The area is a plain, ideal for agriculture, with a very warm and somewhat humid climate. It shares boundaries with Asunción Ixtaltepec to the north, Comitancillo and San Pedro Comitancillo to the west, and Juchitán de Zaragoza to the south.

==History==
El Espinal was recognized as a town in 1808, just before Mexican Independence. This zone did not play an important role during the toughest years of the struggle for the independence of Mexico. Non of the important movements towards independence started here. Nor any of the important personalities that fought for independence was originally from this municipality. El Espinal remained isolated from national events that took place elsewhere.

==Infrastructure==
In terms of education, the municipality has one kindergarten, four grammar schools, two middle schools, and one high school. Additionally, there is one computer lab and a small English school. Health care is limited, with only one center providing basic services and first aid.

Sports play an important role in El Espinal, with young people frequently using the local facilities. These include two small soccer fields, two basketball courts, and a running track. The most prominent facility is the baseball field, as many well-known Mexican baseball professionals come from this municipality.

In regard to population and according to a local source from 2005, there are about 2,172 houses from which 2,115 are owned by the population.

===Transportation===

On November 21, 2025, the railway station at El Espinal was reopened. It is currently served by Line K of Tren Interoceánico.

| Preceding station | Tren Interoceánico |  |  | Following station |
| Ixtepec toward Salina Cruz |  | Line K |  | Juchitán toward Tonalá |
|  | Tehuanito South |  | Juchitán toward Unión Hidalgo |

==Gastronomy==
Traditional foods in El Espinal include the black mole, stewed beef, jerked beef, tamales, marquesote, garnachas, corn tamales, chiles stuffed with different types of meat and seafood.

(Stored items)
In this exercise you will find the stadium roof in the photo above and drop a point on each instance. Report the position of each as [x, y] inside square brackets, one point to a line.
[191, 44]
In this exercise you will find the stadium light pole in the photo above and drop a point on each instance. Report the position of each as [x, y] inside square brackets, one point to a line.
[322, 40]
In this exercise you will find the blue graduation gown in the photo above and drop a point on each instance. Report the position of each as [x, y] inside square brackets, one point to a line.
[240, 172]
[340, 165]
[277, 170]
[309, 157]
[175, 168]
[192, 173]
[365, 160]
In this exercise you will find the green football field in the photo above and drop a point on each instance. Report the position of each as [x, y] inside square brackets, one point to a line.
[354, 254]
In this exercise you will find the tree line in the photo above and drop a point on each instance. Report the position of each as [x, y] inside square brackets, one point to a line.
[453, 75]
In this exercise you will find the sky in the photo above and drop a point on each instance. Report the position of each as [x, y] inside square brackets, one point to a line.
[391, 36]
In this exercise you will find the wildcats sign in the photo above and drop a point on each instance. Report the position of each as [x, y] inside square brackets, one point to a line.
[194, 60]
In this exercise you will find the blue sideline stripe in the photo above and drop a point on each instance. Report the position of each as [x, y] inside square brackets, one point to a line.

### Problems to work on
A) Rewrite the passage on El Espinal starting at "Sports play an" and ending at "of Tren Interoceánico.", substituting "athletics track" for "running track".
B) According to the passage on El Espinal, in what year was El Espinal recognized as a town?
The stored items have no connection to the passage on El Espinal.

### Results
A)
Sports play an important role in El Espinal, with young people frequently using the local facilities. These include two small soccer fields, two basketball courts, and a athletics track. The most prominent facility is the baseball field, as many well-known Mexican baseball professionals come from this municipality.

In regard to population and according to a local source from 2005, there are about 2,172 houses from which 2,115 are owned by the population.

===Transportation===

On November 21, 2025, the railway station at El Espinal was reopened. It is currently served by Line K of Tren Interoceánico.

B) 1808